▶ **Required action**
Please copy every line from the records below that contains the string "boardwalk".

▶ **Record excerpts**

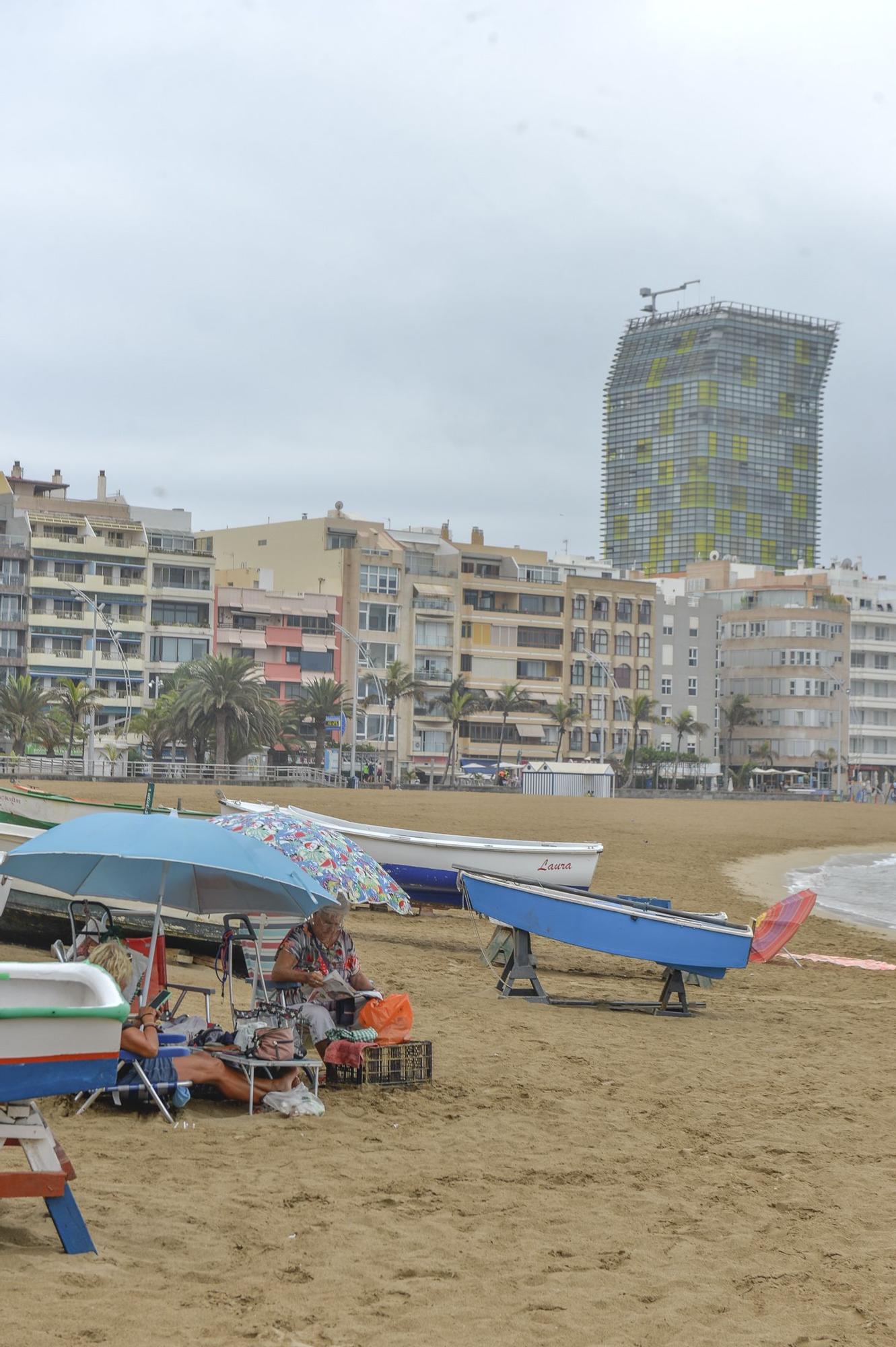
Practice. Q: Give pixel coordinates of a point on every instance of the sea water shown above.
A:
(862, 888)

--

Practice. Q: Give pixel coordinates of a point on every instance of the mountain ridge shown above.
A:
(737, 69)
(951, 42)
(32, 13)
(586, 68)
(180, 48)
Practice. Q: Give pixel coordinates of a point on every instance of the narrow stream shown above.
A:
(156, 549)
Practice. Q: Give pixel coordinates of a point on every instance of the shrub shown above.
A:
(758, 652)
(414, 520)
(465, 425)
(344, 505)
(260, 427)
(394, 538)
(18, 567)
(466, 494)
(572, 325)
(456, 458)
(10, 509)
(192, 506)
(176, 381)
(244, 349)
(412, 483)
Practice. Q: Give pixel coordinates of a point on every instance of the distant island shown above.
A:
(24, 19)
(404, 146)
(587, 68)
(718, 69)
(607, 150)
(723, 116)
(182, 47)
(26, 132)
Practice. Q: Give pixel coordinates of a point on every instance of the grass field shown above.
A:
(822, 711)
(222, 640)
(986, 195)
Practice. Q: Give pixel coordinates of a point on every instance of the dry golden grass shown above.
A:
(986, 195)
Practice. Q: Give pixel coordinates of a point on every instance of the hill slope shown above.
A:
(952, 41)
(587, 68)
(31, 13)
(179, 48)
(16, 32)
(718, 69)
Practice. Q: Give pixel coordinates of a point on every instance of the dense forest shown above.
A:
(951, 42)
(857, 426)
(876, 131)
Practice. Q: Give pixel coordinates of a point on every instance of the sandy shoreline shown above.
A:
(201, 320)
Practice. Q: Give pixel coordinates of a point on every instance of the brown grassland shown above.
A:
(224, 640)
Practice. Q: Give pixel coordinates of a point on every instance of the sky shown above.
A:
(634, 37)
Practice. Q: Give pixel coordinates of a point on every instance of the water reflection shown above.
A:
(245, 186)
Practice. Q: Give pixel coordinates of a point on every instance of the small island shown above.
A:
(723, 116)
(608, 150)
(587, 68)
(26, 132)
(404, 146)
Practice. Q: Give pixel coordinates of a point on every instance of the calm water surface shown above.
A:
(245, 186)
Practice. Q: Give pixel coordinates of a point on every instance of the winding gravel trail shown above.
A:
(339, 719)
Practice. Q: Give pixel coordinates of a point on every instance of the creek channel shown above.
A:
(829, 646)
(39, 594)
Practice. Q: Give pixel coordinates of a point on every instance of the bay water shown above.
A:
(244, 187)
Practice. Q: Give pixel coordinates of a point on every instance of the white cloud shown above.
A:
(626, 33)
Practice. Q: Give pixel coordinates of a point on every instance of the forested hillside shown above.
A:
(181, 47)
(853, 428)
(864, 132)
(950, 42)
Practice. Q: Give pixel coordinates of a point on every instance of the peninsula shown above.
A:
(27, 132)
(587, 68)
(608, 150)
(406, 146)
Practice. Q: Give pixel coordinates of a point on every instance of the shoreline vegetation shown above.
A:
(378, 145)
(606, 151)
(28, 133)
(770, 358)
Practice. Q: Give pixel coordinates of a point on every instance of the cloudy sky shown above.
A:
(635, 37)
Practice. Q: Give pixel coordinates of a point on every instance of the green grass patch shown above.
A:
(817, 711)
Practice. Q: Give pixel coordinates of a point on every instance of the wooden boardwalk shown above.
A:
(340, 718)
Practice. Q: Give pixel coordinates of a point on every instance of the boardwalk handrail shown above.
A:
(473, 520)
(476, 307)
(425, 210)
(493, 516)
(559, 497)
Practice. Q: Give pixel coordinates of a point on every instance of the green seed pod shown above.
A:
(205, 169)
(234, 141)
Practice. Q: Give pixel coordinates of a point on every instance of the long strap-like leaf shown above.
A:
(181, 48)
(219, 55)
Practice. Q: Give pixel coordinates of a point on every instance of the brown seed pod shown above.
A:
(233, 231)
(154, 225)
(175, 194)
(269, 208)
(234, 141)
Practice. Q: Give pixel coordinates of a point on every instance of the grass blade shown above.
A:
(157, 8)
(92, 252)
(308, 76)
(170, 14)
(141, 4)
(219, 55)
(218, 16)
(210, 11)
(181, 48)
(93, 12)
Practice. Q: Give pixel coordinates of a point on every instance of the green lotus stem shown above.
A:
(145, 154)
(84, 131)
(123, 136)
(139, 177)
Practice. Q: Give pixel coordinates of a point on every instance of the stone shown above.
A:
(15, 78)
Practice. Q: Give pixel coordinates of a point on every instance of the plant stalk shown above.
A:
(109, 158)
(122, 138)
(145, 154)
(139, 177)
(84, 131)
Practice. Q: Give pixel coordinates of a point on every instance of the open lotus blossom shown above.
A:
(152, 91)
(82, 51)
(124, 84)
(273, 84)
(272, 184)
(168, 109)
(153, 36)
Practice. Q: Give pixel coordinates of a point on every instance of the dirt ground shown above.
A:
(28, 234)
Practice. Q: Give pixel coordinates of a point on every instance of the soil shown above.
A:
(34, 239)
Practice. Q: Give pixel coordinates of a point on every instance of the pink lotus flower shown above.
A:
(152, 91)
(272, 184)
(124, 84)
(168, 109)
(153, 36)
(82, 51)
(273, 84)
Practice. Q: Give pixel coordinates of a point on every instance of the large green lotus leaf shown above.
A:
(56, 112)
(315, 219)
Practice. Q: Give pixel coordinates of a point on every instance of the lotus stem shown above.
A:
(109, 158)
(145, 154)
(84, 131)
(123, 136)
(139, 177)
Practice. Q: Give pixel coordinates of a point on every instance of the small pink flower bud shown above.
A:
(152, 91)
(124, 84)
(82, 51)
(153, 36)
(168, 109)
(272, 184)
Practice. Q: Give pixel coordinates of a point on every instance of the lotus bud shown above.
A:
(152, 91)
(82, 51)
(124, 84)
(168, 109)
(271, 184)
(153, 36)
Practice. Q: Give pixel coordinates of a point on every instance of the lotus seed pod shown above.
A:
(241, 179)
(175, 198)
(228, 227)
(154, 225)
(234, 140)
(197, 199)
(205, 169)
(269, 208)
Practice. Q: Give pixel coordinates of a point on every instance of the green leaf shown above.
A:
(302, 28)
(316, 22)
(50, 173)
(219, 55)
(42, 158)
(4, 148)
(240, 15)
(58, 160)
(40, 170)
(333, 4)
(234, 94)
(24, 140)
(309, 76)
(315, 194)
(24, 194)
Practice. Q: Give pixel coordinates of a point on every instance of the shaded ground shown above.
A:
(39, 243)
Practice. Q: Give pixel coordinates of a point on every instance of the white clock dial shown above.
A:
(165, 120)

▶ **Reply to the task**
Practice. Q: Give pixel coordinates of a point on every instance of the wooden boardwalk shown above.
Practice. Q: Give pixel coordinates of a point on every instance of the boardwalk handrail shown above.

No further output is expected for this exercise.